(Saved entries)
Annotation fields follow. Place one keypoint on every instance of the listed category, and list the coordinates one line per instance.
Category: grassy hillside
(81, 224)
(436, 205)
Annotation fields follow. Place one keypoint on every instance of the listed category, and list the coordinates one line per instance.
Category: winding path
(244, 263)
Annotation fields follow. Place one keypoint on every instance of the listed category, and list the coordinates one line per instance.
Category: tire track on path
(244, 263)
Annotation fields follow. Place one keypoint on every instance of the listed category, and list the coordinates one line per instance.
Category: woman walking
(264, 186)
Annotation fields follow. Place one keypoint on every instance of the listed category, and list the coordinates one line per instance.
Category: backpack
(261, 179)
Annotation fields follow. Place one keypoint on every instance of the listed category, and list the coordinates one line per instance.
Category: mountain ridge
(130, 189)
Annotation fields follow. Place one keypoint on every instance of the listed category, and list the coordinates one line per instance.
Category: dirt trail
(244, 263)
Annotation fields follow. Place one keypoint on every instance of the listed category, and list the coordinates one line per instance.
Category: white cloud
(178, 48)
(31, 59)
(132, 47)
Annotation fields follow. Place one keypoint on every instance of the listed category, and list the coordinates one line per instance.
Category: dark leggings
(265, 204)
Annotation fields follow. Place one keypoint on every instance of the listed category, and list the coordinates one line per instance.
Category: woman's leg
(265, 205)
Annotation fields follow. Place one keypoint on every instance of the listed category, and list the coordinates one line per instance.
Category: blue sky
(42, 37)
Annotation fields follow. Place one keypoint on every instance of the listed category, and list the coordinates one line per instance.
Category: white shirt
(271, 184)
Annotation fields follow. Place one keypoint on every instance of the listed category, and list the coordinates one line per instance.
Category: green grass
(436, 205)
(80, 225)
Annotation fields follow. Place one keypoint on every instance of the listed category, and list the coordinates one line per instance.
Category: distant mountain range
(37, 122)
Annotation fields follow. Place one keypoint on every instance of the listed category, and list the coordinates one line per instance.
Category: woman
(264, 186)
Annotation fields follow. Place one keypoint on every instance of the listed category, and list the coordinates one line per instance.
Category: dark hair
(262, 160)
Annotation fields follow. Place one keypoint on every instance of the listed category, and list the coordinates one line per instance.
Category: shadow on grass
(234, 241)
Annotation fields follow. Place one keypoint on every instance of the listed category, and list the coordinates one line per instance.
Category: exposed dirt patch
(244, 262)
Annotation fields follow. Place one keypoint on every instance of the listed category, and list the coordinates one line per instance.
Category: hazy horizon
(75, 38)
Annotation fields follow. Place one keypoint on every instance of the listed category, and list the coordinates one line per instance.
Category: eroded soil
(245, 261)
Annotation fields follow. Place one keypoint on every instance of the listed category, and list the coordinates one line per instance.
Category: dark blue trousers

## [What to do]
Give the data back exactly as it stands.

## [Reply]
Annotation fields follow. Place one keypoint on every instance of the listed category, and list the coordinates one line per instance.
Category: grassy hillside
(81, 224)
(436, 205)
Annotation fields follow. Place one keypoint on every instance of the listed category, and list the coordinates one line per instance.
Category: winding path
(244, 263)
Annotation fields follow. Place one keypoint on every instance of the listed category, and list the coordinates one line per instance.
Category: tire track on path
(244, 263)
Annotation fields follow. Place one keypoint on every instance of the listed category, and list the coordinates one line per instance.
Category: woman walking
(264, 186)
Annotation fields follow. Place one keypoint on every instance of the listed category, and list the coordinates one line per instance.
Category: backpack
(261, 179)
Annotation fields follow. Place one keypoint on every instance of the listed category, and list the coordinates one line per instance.
Category: mountain ridge
(130, 189)
Annotation fields follow. Place one keypoint on every instance of the listed category, and list the coordinates one line per instance.
Category: dirt trail
(244, 263)
Annotation fields follow. Place one keypoint on every instance of the listed category, and list the coordinates one line per instance.
Category: white cloud
(178, 48)
(31, 59)
(132, 47)
Annotation fields follow. Place one keypoint on every instance of the listed category, and list the coordinates one line per instance.
Category: dark leggings
(265, 204)
Annotation fields follow. Place one keypoint on every instance of the listed category, and list the coordinates one line per instance.
Category: woman's leg
(265, 205)
Annotation fields follow. Place one keypoint on every instance of the listed category, and list the coordinates one line per instance.
Category: blue sky
(42, 37)
Annotation fields follow. Place one keypoint on every instance of the listed category, and list the coordinates one line per instance.
Category: white shirt
(271, 184)
Annotation fields follow. Place one keypoint on every instance of the listed category, and list the coordinates one line per instance.
Category: green grass
(436, 205)
(80, 225)
Annotation fields follow. Place one keypoint on every instance of the listed category, and list the coordinates one line per instance.
Category: distant mountain range
(37, 122)
Annotation fields follow. Place one keypoint on every instance of the listed category, and list the coordinates one line per instance.
Category: woman
(264, 186)
Annotation fields follow. Place one keypoint on every instance of the listed category, and list the coordinates one line per instance.
Category: dark hair
(262, 160)
Annotation fields follow. Place one keypoint on every instance of the listed category, and list the coordinates one line per instance.
Category: shadow on grass
(234, 241)
Annotation fields follow. Place one keypoint on every instance of the listed category, and list the coordinates one line per instance.
Category: exposed dirt patch
(244, 262)
Annotation fields follow. Place one keypoint on every instance of the listed category, and list the coordinates one line per instance.
Category: hazy horizon
(75, 38)
Annotation fields follow. Place one keypoint on every instance of the listed category, and list the coordinates one line per instance.
Category: eroded soil
(245, 261)
Annotation fields follow. Place one keypoint on every instance of the listed category, and list the coordinates one line per instance.
Category: dark blue trousers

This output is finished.